Work request: Your answer must be the lines from the first record through the line that contains "target | wet sand", copied exactly and without any pictures.
-=-=-=-=-
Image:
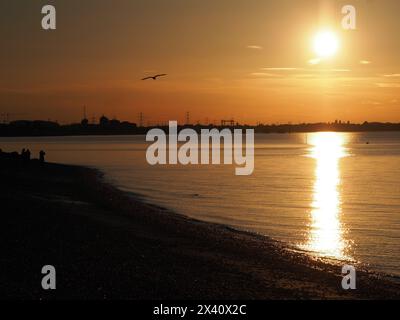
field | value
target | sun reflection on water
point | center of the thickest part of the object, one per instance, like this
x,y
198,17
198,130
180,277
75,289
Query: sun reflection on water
x,y
326,233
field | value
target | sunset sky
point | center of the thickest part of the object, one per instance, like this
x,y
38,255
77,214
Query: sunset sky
x,y
244,59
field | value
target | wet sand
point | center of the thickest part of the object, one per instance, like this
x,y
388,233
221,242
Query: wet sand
x,y
106,244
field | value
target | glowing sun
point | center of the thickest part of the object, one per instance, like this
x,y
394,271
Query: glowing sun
x,y
326,44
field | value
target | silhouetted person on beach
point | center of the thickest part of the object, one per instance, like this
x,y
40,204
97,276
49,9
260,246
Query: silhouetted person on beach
x,y
41,156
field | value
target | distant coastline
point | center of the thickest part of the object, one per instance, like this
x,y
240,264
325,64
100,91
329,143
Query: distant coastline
x,y
37,128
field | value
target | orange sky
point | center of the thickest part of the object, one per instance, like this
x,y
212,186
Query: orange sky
x,y
246,59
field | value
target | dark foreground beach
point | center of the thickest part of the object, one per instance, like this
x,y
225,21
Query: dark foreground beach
x,y
107,245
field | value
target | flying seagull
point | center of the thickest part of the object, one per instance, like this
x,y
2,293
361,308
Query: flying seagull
x,y
155,77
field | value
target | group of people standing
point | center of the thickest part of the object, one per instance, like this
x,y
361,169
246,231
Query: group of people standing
x,y
25,155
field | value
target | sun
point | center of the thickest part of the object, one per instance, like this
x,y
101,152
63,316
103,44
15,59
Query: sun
x,y
326,44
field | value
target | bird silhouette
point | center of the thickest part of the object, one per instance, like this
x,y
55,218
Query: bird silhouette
x,y
155,77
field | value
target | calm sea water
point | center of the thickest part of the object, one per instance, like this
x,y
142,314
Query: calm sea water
x,y
335,195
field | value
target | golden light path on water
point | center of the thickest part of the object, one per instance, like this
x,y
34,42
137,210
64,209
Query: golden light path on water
x,y
326,233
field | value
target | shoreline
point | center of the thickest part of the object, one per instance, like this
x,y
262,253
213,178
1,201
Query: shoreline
x,y
107,244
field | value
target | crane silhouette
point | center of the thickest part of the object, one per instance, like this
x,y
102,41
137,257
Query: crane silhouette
x,y
155,77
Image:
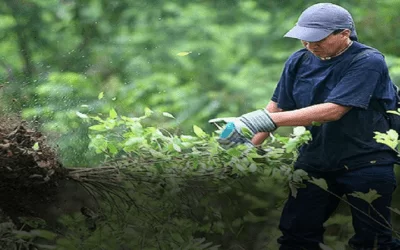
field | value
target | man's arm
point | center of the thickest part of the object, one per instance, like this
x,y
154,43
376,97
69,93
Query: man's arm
x,y
259,138
324,112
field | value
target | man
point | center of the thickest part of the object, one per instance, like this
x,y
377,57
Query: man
x,y
337,82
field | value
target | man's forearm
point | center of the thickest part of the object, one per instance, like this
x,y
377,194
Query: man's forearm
x,y
321,113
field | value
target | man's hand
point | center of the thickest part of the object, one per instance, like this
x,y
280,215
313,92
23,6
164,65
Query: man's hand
x,y
240,130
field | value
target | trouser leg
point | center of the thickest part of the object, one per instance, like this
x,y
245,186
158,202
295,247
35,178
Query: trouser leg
x,y
371,223
303,217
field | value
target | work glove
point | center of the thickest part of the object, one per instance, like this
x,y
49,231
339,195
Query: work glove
x,y
240,130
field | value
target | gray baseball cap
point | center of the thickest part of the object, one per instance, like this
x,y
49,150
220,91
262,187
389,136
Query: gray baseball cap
x,y
320,20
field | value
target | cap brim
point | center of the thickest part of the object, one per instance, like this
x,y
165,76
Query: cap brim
x,y
308,34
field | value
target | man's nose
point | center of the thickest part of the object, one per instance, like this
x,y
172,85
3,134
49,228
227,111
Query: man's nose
x,y
312,45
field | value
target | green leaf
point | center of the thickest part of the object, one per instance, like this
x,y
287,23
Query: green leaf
x,y
113,114
81,115
168,115
368,197
199,132
99,127
176,147
395,210
35,146
253,167
390,138
247,133
297,131
148,112
44,234
317,124
320,183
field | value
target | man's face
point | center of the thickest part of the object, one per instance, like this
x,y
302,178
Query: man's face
x,y
329,46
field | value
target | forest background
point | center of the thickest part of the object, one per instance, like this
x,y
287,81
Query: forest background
x,y
196,60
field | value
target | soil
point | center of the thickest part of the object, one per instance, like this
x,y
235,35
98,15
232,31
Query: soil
x,y
33,183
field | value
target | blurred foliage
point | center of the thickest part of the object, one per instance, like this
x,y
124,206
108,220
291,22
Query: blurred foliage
x,y
196,60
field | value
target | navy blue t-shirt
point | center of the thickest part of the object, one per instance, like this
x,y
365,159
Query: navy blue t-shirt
x,y
350,79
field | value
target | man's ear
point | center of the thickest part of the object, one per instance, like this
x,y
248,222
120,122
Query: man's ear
x,y
346,33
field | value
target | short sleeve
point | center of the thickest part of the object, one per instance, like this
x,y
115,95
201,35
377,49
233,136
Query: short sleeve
x,y
359,82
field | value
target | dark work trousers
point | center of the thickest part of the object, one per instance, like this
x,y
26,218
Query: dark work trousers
x,y
303,217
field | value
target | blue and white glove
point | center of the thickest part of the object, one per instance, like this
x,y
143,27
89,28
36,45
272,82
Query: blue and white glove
x,y
239,130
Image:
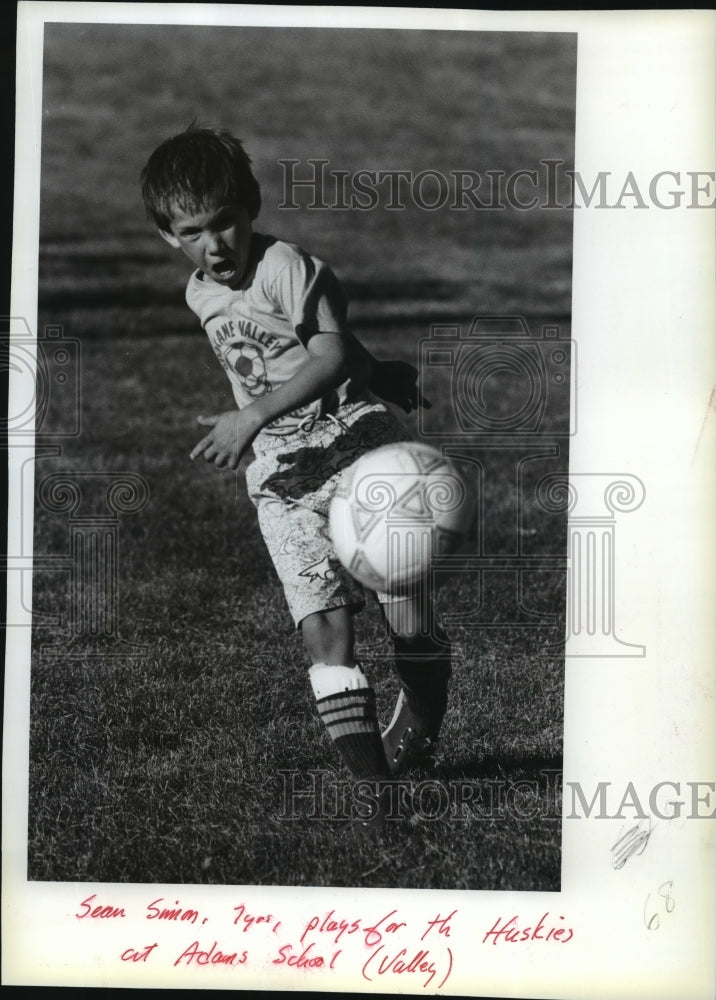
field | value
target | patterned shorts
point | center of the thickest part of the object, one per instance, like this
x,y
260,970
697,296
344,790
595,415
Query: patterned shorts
x,y
291,482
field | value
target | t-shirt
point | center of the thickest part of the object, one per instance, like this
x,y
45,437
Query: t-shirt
x,y
259,331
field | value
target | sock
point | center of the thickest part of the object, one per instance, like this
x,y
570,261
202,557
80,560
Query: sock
x,y
346,704
424,667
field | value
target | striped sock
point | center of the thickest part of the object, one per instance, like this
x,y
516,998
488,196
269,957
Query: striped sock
x,y
346,705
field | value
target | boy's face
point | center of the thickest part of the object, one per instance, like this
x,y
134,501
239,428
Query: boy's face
x,y
216,239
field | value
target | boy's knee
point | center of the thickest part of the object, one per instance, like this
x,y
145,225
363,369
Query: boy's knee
x,y
328,636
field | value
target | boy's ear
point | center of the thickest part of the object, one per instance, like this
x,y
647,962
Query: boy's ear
x,y
170,238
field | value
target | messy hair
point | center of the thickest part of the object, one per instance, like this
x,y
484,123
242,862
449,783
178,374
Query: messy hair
x,y
195,169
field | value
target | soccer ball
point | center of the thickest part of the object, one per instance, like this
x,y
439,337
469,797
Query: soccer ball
x,y
394,510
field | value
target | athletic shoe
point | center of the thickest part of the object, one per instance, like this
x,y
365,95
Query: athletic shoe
x,y
409,744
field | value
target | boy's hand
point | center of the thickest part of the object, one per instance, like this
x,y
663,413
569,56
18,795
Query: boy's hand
x,y
397,382
231,434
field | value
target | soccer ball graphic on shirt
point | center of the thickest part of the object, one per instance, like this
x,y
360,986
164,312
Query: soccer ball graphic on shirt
x,y
394,510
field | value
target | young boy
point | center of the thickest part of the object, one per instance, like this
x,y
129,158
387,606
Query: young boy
x,y
276,319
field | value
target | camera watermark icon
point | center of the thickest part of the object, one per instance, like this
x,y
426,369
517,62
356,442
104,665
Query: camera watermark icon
x,y
497,378
591,502
94,502
44,397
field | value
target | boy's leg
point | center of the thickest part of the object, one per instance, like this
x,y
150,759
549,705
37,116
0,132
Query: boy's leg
x,y
423,664
344,698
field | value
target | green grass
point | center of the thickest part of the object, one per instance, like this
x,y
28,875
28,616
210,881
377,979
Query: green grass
x,y
163,763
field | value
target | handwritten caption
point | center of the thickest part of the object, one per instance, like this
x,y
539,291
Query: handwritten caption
x,y
389,943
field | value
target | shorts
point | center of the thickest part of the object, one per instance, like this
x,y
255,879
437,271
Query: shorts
x,y
291,483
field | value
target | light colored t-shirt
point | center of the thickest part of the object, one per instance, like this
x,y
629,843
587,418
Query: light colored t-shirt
x,y
259,331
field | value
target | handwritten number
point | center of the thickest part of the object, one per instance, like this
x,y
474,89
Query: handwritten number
x,y
664,892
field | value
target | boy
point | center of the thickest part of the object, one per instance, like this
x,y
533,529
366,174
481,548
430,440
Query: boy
x,y
276,319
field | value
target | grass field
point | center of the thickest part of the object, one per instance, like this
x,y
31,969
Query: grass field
x,y
166,765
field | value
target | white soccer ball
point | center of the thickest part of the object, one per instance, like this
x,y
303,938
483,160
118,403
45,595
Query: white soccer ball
x,y
395,509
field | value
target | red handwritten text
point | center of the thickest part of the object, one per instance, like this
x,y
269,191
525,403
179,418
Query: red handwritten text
x,y
156,912
307,959
419,962
512,932
99,912
138,954
248,920
210,956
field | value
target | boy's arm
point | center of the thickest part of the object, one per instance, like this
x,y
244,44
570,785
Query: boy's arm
x,y
393,381
327,365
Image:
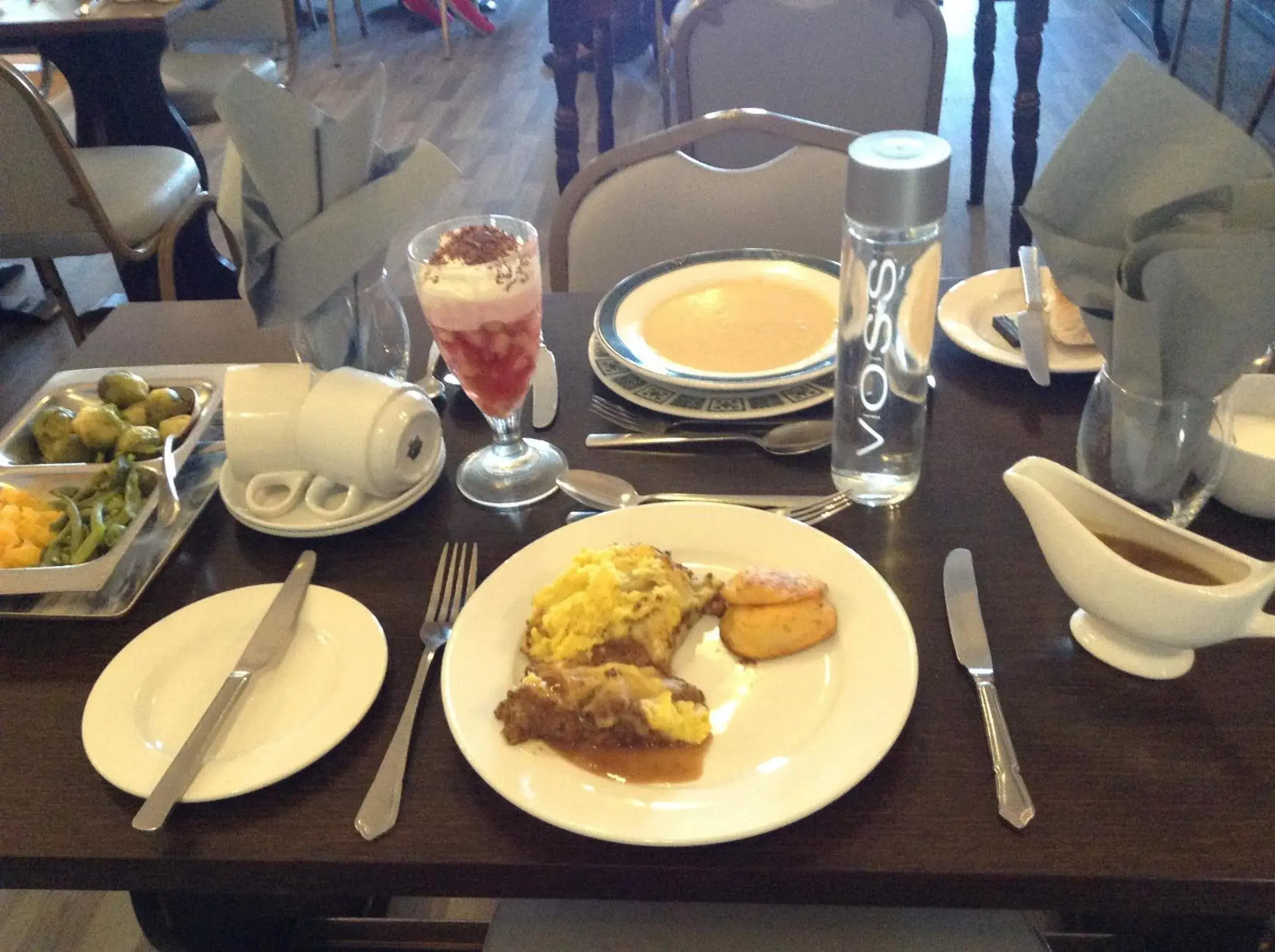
-=-=-=-=-
Solution for this problem:
Image:
field | value
target | sun reflection on water
point | center of the thickest part of the object, one per instance, like this
x,y
198,17
198,130
180,277
75,289
Query: sun reflection on water
x,y
326,233
field | value
target | sunset sky
point | center of the thickest part of the object, one per instance, like this
x,y
38,255
77,214
Query: sunset sky
x,y
244,59
field | value
target | wet sand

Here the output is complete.